→ Task details: Find the line containing "Need: a pin". Retype it and every later line of the records exactly, leaving out pictures.

→ Data extracts:
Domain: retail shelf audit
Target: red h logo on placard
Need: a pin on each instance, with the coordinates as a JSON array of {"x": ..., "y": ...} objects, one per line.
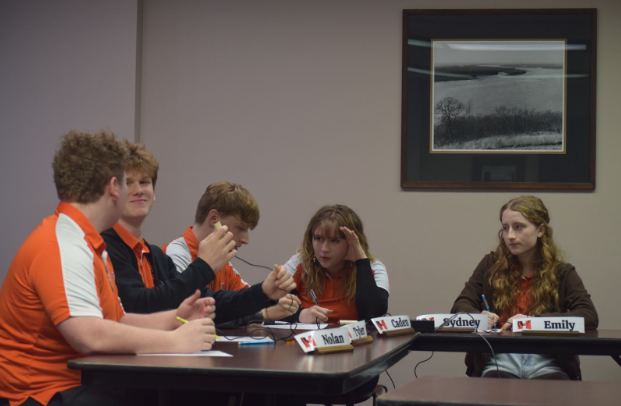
[
  {"x": 524, "y": 324},
  {"x": 381, "y": 325}
]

→ Task result:
Need: a pin on each instance, with the coordinates as a JSON array of {"x": ..., "y": ...} objects, one per line.
[
  {"x": 524, "y": 324},
  {"x": 381, "y": 325}
]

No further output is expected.